Data provided:

-=-=-

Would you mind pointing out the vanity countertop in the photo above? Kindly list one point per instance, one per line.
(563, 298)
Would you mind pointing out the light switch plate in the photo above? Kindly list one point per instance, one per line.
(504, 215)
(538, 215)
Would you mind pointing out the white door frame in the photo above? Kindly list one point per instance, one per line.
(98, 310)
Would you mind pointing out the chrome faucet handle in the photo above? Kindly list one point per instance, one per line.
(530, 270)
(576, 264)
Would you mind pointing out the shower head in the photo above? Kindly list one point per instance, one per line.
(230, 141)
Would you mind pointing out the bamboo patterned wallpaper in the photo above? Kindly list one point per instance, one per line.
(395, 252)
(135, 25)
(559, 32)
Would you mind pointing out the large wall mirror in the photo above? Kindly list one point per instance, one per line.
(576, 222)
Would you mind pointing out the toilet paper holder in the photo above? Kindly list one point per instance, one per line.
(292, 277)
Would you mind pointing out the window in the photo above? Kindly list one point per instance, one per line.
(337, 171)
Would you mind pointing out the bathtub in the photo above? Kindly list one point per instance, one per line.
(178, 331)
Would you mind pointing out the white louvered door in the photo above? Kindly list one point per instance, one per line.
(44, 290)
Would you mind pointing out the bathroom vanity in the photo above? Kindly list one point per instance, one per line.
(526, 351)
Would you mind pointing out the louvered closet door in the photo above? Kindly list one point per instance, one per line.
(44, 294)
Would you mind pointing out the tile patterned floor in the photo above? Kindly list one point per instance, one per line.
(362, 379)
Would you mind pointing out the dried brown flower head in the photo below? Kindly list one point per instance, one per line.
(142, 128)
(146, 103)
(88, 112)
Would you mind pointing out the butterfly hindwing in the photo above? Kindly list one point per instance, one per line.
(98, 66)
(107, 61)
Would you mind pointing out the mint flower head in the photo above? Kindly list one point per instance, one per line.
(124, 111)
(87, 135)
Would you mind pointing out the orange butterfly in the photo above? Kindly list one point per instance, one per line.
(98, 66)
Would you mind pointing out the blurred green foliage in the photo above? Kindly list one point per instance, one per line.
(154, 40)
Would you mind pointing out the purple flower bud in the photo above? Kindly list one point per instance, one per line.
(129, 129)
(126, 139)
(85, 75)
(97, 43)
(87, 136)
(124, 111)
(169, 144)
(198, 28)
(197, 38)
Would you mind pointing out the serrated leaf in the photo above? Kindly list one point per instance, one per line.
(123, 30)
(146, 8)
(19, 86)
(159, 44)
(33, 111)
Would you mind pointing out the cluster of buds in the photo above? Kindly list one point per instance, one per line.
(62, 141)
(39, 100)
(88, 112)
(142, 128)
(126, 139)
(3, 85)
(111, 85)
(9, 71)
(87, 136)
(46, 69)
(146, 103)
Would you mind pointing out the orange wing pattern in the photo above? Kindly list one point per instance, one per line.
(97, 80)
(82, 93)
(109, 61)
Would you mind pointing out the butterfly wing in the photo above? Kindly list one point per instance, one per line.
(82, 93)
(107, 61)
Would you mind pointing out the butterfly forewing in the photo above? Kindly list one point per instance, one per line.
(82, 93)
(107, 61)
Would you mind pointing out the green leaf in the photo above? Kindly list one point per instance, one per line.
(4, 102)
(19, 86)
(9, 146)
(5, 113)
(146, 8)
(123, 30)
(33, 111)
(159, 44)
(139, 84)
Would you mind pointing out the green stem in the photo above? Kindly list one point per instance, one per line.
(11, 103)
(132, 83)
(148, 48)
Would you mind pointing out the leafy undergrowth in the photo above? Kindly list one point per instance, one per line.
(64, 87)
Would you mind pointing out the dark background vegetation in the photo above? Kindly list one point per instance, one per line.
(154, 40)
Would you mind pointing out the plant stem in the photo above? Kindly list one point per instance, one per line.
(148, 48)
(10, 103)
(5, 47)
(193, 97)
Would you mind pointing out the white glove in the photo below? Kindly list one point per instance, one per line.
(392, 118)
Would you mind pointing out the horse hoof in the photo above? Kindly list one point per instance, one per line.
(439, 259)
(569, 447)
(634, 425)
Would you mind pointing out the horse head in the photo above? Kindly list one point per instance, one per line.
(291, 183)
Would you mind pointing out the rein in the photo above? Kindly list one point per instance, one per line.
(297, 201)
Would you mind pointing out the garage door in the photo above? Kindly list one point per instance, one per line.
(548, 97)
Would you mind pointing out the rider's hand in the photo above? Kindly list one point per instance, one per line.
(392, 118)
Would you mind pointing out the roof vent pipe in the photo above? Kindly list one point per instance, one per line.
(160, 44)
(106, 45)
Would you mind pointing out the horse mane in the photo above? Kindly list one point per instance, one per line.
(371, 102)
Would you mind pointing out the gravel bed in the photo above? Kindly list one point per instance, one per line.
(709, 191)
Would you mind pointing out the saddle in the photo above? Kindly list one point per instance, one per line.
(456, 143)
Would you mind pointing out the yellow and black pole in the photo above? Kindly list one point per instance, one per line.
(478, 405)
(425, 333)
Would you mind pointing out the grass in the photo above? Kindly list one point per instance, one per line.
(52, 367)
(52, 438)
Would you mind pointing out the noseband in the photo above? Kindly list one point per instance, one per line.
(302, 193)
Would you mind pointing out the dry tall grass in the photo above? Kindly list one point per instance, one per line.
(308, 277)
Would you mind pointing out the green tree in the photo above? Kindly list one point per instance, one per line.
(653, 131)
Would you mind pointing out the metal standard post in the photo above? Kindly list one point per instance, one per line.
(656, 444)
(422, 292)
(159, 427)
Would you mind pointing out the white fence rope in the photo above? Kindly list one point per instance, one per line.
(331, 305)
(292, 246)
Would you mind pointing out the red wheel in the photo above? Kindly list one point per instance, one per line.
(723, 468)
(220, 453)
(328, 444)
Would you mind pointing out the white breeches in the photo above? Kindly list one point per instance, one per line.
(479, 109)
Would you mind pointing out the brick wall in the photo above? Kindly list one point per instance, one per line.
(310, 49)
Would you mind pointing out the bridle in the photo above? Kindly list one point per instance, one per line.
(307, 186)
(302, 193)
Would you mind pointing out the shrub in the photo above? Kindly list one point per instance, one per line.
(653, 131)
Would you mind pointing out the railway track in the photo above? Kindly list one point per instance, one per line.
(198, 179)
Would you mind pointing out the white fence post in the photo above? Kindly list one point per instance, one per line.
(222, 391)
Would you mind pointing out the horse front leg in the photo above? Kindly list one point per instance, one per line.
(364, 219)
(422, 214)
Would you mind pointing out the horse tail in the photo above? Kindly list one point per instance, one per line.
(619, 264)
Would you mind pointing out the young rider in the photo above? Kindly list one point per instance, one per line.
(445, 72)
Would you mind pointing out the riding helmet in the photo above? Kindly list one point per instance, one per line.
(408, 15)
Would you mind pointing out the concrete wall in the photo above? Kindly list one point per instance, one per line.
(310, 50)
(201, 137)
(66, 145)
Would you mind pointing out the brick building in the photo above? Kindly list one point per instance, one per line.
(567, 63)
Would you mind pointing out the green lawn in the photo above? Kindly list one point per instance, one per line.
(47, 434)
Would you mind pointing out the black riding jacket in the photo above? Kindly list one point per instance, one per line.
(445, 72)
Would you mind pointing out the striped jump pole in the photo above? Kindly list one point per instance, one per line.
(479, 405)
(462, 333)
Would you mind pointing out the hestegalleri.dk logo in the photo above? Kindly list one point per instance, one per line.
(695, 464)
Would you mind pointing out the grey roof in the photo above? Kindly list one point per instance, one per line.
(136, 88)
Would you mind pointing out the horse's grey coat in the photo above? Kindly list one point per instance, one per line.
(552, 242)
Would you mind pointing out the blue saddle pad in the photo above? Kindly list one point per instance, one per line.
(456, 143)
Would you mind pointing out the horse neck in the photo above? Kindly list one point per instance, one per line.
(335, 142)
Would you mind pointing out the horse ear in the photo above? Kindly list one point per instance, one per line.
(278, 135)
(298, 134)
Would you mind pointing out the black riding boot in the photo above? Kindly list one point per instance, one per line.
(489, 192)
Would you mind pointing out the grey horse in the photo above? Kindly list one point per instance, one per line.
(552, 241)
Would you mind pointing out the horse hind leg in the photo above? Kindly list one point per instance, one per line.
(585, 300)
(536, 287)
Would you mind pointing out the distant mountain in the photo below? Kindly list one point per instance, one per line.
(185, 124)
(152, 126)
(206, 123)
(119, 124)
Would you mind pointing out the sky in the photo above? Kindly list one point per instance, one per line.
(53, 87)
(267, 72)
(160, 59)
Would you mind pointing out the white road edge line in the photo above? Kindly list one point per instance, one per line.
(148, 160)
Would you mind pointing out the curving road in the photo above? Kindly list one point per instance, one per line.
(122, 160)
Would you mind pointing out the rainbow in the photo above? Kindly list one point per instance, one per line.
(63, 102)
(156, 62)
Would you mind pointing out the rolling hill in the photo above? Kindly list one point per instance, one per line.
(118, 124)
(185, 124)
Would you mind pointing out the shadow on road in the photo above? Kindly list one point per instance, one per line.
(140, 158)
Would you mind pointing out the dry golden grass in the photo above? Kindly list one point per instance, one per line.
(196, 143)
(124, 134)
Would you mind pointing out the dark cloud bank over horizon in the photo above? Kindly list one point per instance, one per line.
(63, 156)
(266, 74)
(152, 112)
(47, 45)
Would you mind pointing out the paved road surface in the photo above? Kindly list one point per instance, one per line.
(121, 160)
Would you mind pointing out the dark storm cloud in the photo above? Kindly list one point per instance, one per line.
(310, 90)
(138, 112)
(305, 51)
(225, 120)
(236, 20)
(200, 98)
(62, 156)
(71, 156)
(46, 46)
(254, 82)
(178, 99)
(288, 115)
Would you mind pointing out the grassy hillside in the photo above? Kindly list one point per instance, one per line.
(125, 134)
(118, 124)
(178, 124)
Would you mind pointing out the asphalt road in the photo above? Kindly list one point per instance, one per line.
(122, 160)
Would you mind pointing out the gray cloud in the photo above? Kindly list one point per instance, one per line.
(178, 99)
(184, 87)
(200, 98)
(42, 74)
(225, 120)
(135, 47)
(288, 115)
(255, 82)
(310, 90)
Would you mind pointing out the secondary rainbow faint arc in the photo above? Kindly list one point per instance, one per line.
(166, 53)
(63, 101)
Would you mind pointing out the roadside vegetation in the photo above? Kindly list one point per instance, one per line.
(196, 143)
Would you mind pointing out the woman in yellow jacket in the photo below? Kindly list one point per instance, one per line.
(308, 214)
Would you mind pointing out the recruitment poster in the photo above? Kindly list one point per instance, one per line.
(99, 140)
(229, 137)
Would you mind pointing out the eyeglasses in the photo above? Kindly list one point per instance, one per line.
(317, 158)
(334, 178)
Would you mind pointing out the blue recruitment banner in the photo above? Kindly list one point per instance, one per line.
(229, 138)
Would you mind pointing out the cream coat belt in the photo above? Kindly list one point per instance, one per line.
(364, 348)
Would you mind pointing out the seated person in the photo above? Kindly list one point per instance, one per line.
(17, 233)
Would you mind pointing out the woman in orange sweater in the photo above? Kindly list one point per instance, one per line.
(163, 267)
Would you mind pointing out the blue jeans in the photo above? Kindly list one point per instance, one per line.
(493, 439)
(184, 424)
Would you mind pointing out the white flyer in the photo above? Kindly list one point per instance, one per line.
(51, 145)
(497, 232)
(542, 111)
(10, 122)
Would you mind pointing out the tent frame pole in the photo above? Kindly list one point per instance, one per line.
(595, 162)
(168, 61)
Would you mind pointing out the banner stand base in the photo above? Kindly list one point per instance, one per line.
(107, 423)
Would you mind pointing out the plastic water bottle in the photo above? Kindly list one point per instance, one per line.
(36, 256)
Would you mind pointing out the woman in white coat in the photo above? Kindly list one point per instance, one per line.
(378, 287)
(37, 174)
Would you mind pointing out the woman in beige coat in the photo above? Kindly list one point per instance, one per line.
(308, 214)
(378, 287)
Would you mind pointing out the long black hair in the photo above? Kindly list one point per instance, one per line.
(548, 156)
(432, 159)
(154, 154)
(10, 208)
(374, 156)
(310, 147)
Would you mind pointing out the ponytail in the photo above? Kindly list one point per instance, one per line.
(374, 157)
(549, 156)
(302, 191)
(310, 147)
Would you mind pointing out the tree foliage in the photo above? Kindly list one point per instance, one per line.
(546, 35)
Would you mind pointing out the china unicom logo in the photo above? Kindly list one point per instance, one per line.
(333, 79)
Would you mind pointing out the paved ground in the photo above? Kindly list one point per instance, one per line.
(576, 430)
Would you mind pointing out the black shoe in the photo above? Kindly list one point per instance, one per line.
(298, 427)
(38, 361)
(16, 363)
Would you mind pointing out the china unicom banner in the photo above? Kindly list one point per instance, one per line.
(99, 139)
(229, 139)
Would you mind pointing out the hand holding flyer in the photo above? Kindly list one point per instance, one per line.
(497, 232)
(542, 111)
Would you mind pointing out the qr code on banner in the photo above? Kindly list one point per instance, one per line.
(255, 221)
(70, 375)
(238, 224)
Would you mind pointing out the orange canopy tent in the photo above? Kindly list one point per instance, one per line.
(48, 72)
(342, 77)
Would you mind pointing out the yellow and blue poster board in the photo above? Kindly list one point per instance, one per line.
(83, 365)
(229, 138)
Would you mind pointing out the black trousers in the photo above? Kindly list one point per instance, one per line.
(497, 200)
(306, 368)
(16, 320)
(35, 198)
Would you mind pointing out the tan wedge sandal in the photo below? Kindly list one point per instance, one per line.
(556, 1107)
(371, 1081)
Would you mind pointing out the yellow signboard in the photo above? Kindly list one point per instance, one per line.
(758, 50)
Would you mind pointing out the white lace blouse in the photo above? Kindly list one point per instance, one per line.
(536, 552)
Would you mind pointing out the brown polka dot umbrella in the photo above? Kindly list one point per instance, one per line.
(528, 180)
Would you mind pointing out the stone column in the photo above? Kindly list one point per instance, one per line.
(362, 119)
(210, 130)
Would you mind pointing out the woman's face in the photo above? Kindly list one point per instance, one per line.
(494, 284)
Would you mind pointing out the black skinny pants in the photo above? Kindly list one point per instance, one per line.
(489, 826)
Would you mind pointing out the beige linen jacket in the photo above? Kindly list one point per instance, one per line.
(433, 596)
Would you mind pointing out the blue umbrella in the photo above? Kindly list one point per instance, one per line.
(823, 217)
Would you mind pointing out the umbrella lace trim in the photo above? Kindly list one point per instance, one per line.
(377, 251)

-=-=-

What to do: Arrange the stretch from the line containing "Would you mind pointing out the brown" through the end of the records as a two-column CSV with the headers text and answer, one row per record. Place each text and each answer in a single quoted field, and replace any line breaks with spaces.

Task result:
text,answer
"Would you mind pointing out the brown polka dot umbrella in the photo above? Kindly list one point per instance, one per line.","(528, 180)"
"Would you mind pointing out the stone column in the photo above? Kindly list one point per instance, one per line.","(362, 119) (210, 130)"
"Would you mind pointing out the woman's face in the photo above? Kindly list one point per instance, one per line.","(494, 284)"
"Would you mind pointing out the black skinny pants in the photo above? Kindly list one point per instance, one per line.","(489, 826)"
"Would you mind pointing out the beige linen jacket in the photo above? Kindly list one point per instance, one per line.","(433, 596)"
"Would you mind pointing out the blue umbrella in the photo above? Kindly list one point per instance, one per line.","(823, 217)"
"Would you mind pointing out the umbrella lace trim in the photo above? Kindly list one point per instance, one per line.","(377, 251)"